Extract to read.
____________________
Of course, the dev presumably allowed more button presses in a single turn because the model is better able to make use of this than previous models, so that's not to say previous models would have been faster with more button presses allowed in a single turn - they may simply have used this power to make more mistakes and slow themselves down further.

This run did have some more things different to previous runs, which I think may be somewhat significant:

By coincidence Claude never got a Pokemon that knew Dig - when he acquired the Dig TM, he already had a full party, of which none could learn Dig at all, and later tossed the TM to make inventory space. I believe in Victory Road digging would reset all progress, thus creating a risk of Claude getting more impatient due to having to solve the puzzles again and deciding to dig out without any actual progress. Though this time Claude was able to make good notes about boulder-switch puzzle solutions and he was able to efficiently re-solve each puzzle multiple times anyway (even though that being unnecessary). Thus Dig probably would not have been a run killer, just a time-waster.

The harness had another change: pressing 'A' multiple times in a single reasoning step was now allowed during dialogs and menus. While this did cause new issues sometimes it did help with random encounters in Victory Road as running away can now be done with less steps, thus avoiding context space waste involving random battles. The actual importance of this harness improvement is harder to predict though, but I do feel it had bigger impact than the zooming tool that didn't really get that much use in the critical parts.
____________________
Prompt 1. Say whether each statement agrees with the passage about the Pokemon run: (a) Claude never had a Pokemon that knew Dig; (b) Claude kept the Dig TM through Victory Road; (c) the zooming tool saw heavy use in the critical parts. For each, answer yes or no and quote the words of the passage that decide it.
Prompt 2. Continue the passage about the Pokemon run with the next part, starting right after its final sentence.

Region pointing data:
____________________
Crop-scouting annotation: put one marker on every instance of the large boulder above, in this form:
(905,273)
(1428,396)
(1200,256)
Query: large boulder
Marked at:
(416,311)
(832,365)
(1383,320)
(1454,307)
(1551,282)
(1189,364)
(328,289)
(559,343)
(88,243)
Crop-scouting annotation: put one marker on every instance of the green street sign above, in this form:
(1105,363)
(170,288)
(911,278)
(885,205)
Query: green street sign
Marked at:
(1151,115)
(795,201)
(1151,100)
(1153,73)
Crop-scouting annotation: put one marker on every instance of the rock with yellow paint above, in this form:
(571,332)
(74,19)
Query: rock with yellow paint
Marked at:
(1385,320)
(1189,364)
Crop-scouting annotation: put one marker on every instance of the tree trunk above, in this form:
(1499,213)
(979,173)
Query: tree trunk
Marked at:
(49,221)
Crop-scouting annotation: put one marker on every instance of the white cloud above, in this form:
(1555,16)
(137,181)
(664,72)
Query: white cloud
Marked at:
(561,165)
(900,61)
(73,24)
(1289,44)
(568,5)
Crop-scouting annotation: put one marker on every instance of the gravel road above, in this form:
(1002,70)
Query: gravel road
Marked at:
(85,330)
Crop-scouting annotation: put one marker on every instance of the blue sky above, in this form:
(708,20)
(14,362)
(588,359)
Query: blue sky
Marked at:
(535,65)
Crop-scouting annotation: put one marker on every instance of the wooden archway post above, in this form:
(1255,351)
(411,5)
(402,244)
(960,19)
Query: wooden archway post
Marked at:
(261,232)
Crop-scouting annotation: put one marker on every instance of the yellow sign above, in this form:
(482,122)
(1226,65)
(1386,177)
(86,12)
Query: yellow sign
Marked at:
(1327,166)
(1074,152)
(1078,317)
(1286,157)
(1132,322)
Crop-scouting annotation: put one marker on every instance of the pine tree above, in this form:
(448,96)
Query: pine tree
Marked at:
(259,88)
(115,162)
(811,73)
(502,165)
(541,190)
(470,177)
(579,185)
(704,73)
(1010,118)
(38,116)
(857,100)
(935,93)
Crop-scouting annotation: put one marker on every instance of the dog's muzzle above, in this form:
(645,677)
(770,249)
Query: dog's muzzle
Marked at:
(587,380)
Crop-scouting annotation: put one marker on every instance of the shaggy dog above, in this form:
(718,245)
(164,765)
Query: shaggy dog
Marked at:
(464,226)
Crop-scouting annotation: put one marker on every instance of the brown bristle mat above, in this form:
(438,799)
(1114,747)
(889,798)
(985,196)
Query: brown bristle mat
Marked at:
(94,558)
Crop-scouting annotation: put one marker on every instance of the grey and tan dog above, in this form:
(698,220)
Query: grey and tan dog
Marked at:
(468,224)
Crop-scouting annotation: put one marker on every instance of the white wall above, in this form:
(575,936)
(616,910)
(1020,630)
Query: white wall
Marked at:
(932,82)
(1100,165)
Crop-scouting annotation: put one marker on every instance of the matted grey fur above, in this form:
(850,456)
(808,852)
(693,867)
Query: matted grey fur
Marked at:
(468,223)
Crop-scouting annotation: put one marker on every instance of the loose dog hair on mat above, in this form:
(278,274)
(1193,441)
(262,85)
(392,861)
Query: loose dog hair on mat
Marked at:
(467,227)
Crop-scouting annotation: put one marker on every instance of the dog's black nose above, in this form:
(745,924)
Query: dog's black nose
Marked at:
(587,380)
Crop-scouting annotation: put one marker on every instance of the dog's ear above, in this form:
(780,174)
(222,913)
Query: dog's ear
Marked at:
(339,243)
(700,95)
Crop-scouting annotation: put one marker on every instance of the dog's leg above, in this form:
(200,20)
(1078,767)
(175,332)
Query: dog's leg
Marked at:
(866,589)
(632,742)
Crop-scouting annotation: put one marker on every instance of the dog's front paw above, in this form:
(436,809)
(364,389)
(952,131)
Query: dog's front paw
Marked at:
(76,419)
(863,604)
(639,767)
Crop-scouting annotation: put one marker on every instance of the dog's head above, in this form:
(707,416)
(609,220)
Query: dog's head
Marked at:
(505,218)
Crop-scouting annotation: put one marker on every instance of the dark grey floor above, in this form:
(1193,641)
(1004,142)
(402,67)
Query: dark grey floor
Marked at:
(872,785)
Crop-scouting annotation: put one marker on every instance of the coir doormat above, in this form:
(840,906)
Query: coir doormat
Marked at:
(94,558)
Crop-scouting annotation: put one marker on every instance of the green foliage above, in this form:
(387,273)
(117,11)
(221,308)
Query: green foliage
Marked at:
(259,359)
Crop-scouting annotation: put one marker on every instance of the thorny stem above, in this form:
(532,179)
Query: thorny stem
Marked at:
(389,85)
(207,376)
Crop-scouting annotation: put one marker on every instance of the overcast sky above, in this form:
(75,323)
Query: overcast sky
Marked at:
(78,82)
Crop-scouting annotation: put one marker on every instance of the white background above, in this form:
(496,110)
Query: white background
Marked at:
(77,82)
____________________
Exercise output 1.
(a) Yes: "By coincidence Claude never got a Pokemon that knew Dig"
(b) No: "later tossed the TM to make inventory space"
(c) No: "the zooming tool that didn't really get that much use in the critical parts"

Exercise output 2.
I'm surprised this included a harness change (seemed to kind of defeat the point). Do we know if earlier versions fair better in the new harness?

We didn't dive into that too much because it's covered in depth by previous posts (see footnote 1), but TL;DR even for Claude, the harness has changed fairly frequently. There is a partial changelog linked at the beginning of the "Harness Changes for 4.7" section. Pokémon is not a rigorous benchmark; it's too long and expensive to run. We don't know for certain how earlier versions would do in this version of the harness.

But that said, some recent changes to the harness have also weakened it: there used to be a "Critic Claude" ("CC") that would regularly analyze the main Claude's actions and try to keep it from getting stuck (referenced in the youtube video), there used to be hints to help it understand the visuals better, the overall prompt used to give more general advice, memory files and button presses were previously limited to help prevent mistakes, etc.

We've been following this on metaculus, iirc last year's forecast was not great, clear overestimate of the speed (in part because of me as I was regularly updating people with progress and giving them my impressions) but for 2026 thr community has been doing great! https://www.metaculus.com/questions/41593/when-will-claude-beat-pokemon-2026/

Actually quite surprised how fast the elite 4 got done, even for Claude this seemed fast

Oh yeah not bad! Expecting mostly June/May since February.

Elite 4 did take a couple tries, but after getting beat in close match against Blue, Claude actually remembered to buy healing items and revives. (and remembered it had a revive to use on Ivysaur in the final battle!)

Thanks for the recap and conclusion btw, really nice to have the opinion of someone who's been following this (even closer I think than I did)

Do we have runs with the old models but the newer harness?

I see that someone else has already asked this, oops. It would be nice to have more systematic evaluations of which harness changes help or don't, perhaps on a simpler task.

I wonder whether this was a "pure" win (only driven by generalization from other training) or whether 4.7 got some specific training for Pokemon? After the publicity that this got, it would've made sense to train for, just as one trains for the other benchmarks you know your model will be evaluated on.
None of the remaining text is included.